**Zu erledigen**.
(a) Weshalb rät die Tourbeschreibung, die Drei-Zinnen-Panoramastraße unter der Woche und früh am Morgen zu fahren? Begründe es in ein bis drei Sätzen.
(b) Wie lautet der Satz „Heute ist der kurvenreiche und für Rennradfahrer durchaus anspruchsvolle Pass fast schon ein Pflichttermin des alljährlichen Giro d’Italia.“ aus der Tourbeschreibung auf Englisch?
(c) Liefere die Fortsetzung der Tourbeschreibung durch die Ostdolomiten im Anschluss an ihren letzten Satz.

**Vorliegender Auszug**.
------------------------------------

Den Westen und auch das Herz der Motorradregion Südtirol-Dolomiten haben wir auf anderen Touren bereits ausgiebig erfahren. Jetzt lasst uns ganz im Osten noch einmal himmelwärts streben, denn dort erwarten uns mit der Panoramastraße Tre Cime di Lavaredo sowie dem Passo Giau echte Dolomiten-Highlights, die bei keiner Tourenplanung fehlen dürfen. Dazu haben wir noch ein paar „No Names“ beigemischt, um unser Lebens-Roadbook prall zu füllen. Dass wir diese Rundreise durch das herrliche Val di Zoldo routen, hat neben dem rein fahrerischen Vergnügen noch einen weiteren Grund: Stammen aus diesem Tal doch die besten Gelatieri Italiens.

Die Tour
Direkt zu Füßen des mächtigen, ja einzigartigen Gebirgsstocks der Drei Zinnen starten wir zu dieser extrem kurven- und sehr kehrenreichen Fahrt in den Tourentag. Vor allem Wintersport-Fans werden Toblach kennen, aber auch wir Motorradfahrer, als sozusagen „natürliche“ Feinde winterlicher Verhältnisse, können unmittelbar von diesem Ausgangsort profitieren. Dazu dirigieren wir das Motorrad auf der SS51 schnurstracks gen Süden, folgen den Wegweisern zum Lago Misurina, setzen zweimal den Blinker rechts und erreichen bereits früh am Morgen den Einstieg zur Drei-Zinnen-Panoramastraße, ausgeschildert als Wanderregion Tre Cime di Lavaredo.

Der frühe Vogel genießt das Panorama – und schweigt
Während die ersten Kilometer bis hinauf zum malerischen Lago di Antorno noch mautfrei sind, müssen wir für die restliche Auffahrt zum Rifugio Auronzo eine kleine Maut bezahlen, die sich aber nach wenigen Metern bereits „rechnet“. Außer vielleicht – seien wir ehrlich – an sommerlichen Ferienwochenenden, denn da kann der Verkehr hinauf zu den Drei Zinnen die Suche nach der Ideallinie kräftig erschweren. Unser Tipp deswegen: Fahrt diese prächtige Panoramastraße unter der Woche und früh am Morgen, dann aber bis zum Ende. Parkmöglichkeiten gibt’s genug dort oben.
Zurück auf der Tour kann sich auch der ansichtskartengleiche Lago di Misurina samt namensgleichem Pass über Mangel an Aufmerksamkeit nur selten beschweren. Das Panorama samt See brennt sich ein in unsere Erinnerungen, die Gastronomie entlang des 1756 m hoch gelegenen natürlichen Bergsees lockt mit den schönsten Sonnenterrassen der Dolomiten, nur der gleichnamige Pass am Südende des Sees vermisst wohl bis heute eine eigene Beschilderung. Ganz anders der vor uns liegende Passo Tre Croci, dessen drei Kreuze kurz nach dem eigentlichen Passschild am Rand der Scheitelhöhe in den Himmel ragen. Sie erinnern an eine Mutter und ihre beiden Söhne, die im Winter 1789 auf der Suche nach Arbeit über den Pass wanderten und erfroren sind. Heute ist der kurvenreiche und für Rennradfahrer durchaus anspruchsvolle Pass fast schon ein Pflichttermin des alljährlichen Giro d’Italia.

------------------------------------

**Auszug Datensatz**.

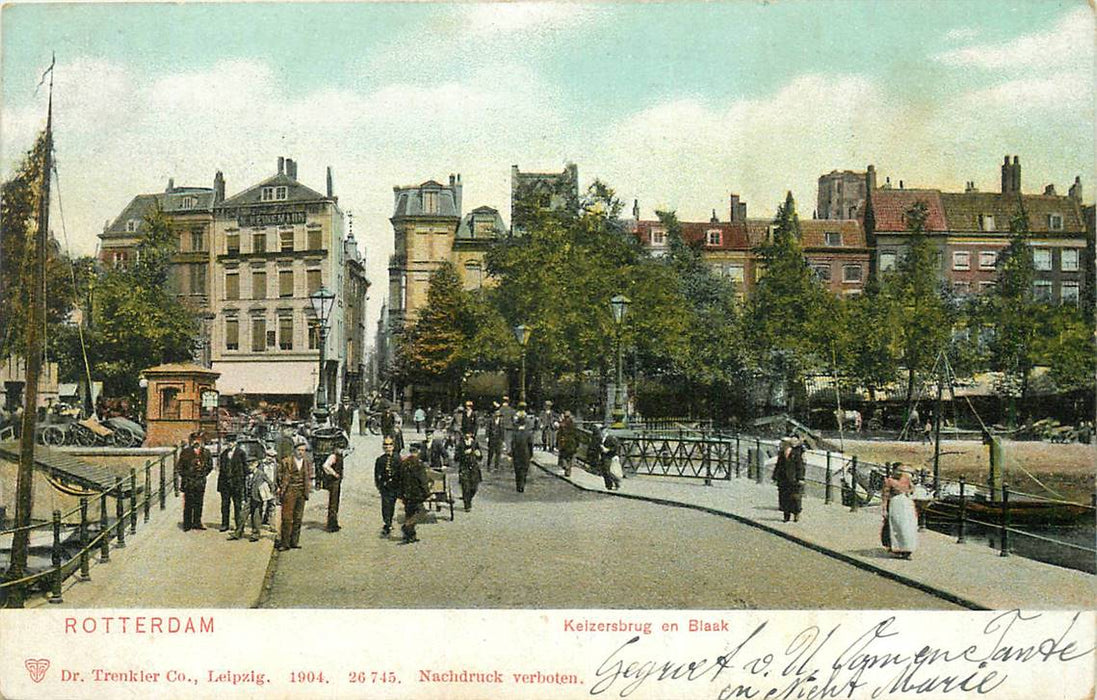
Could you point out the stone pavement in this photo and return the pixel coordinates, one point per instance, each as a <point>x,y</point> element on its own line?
<point>161,566</point>
<point>970,574</point>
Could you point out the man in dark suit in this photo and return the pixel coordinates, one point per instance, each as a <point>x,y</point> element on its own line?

------------------------------------

**Antworten je Aufgabe**.
(a) Die Tourbeschreibung nennt den Verkehr als Grund. An sommerlichen Ferienwochenenden kann er auf der Auffahrt zu den Drei Zinnen die Suche nach der Ideallinie kräftig erschweren.

(b) Today the winding pass, which is quite demanding for road cyclists, is almost an obligatory fixture of the annual Giro d’Italia.

(c)
Cortina d’Ampezzo ist seit Jahrzehnten eine Berühmtheit im alljährlichen Skizirkus und auch in den Sommermonaten ein Pflicht-Boxenstopp der gesamten Motorradregion Südtirol-Dolomiten. Traumhaft gelegen in einem Hochtal auf 1200 m und umgeben von den spektakulärsten Gipfeln der Dolomiten ist der Anblick der quirligen Stadt aus allen Richtungen einen Fotostopp wert. Ganz besonders auch aus Richtung Tre Croci Pass. Ja dem ein oder anderen mag der Blick sogar bekannt vorkommen, was nicht wundert, schaut man auf die Liste der internationalen Filmproduktionen, die in und um Cortina d’Ampezzo gedreht haben: James Bond alias Roger Moore rettete von hier aus 1981 in tödlicher Mission die Welt und Sylvester Stallone hing in den umliegenden Hausbergen von Cortina für seinen Film „Cliffhanger“ an vielen Felsen herum. Oftmals sogar ohne Double, wie erzählt wird.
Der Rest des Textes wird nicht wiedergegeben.